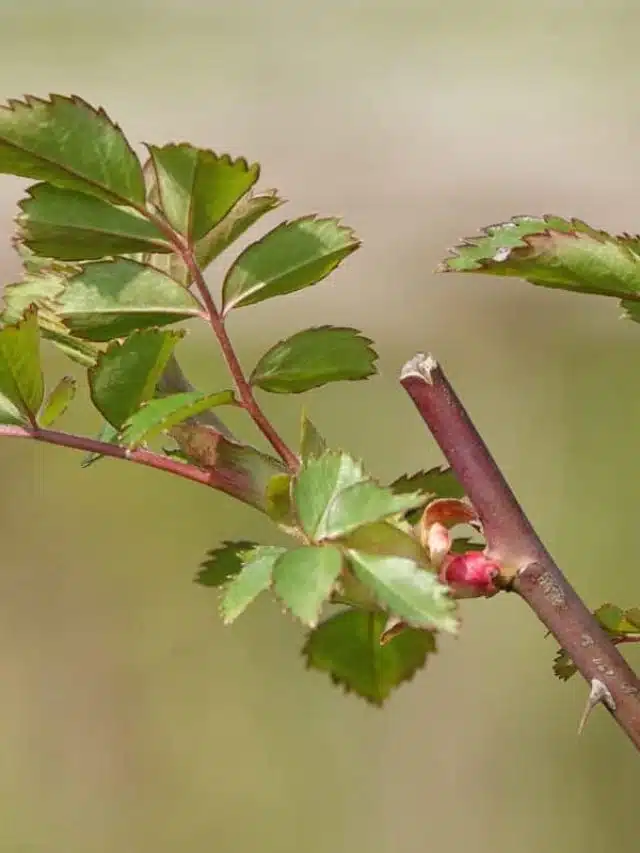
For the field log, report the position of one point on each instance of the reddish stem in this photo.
(514, 545)
(245, 392)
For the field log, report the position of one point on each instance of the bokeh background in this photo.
(130, 719)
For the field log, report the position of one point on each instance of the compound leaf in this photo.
(303, 579)
(72, 145)
(158, 415)
(70, 226)
(312, 358)
(254, 577)
(223, 563)
(58, 401)
(294, 255)
(126, 374)
(247, 471)
(406, 589)
(347, 646)
(362, 503)
(197, 188)
(318, 482)
(110, 299)
(21, 381)
(240, 218)
(553, 252)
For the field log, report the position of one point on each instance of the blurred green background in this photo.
(130, 720)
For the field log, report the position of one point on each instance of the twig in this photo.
(514, 545)
(245, 392)
(141, 457)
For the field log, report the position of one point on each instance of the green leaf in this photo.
(126, 374)
(21, 382)
(254, 578)
(553, 252)
(314, 357)
(406, 589)
(248, 471)
(72, 145)
(223, 563)
(110, 299)
(161, 414)
(388, 539)
(362, 503)
(42, 288)
(434, 483)
(58, 401)
(347, 647)
(294, 255)
(69, 225)
(563, 666)
(278, 498)
(304, 578)
(614, 620)
(197, 188)
(240, 218)
(617, 623)
(312, 444)
(317, 484)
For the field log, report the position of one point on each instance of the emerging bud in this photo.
(449, 512)
(436, 540)
(470, 575)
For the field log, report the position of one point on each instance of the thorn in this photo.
(599, 693)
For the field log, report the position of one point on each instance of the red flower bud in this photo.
(470, 575)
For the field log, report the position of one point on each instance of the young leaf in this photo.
(406, 589)
(318, 482)
(254, 578)
(563, 666)
(347, 646)
(110, 299)
(72, 145)
(312, 444)
(278, 500)
(304, 578)
(247, 470)
(388, 539)
(197, 188)
(42, 288)
(70, 225)
(362, 503)
(294, 255)
(621, 625)
(223, 563)
(434, 483)
(314, 357)
(126, 374)
(58, 401)
(21, 382)
(109, 435)
(240, 218)
(615, 620)
(553, 252)
(159, 415)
*-*-*
Repeat the lines word for word, from the line that contains "emerging bud in this photo." through the end of the lines.

For the field log, report the position of one point on each instance of the emerging bud in this photo.
(449, 512)
(436, 540)
(470, 575)
For the field log, report the position of one point on each instance of the thorn in this photo.
(599, 693)
For the field log, report the position of one point on each instance of the red flower bud in this photo.
(470, 575)
For the field log, report the position of one point on each instance of the young leaf in this photo.
(406, 589)
(318, 482)
(254, 578)
(563, 666)
(347, 646)
(110, 299)
(72, 145)
(312, 444)
(278, 500)
(304, 578)
(247, 470)
(388, 539)
(197, 188)
(42, 288)
(70, 225)
(362, 503)
(294, 255)
(621, 625)
(223, 563)
(434, 483)
(314, 357)
(126, 374)
(58, 401)
(21, 382)
(109, 435)
(240, 218)
(615, 620)
(553, 252)
(159, 415)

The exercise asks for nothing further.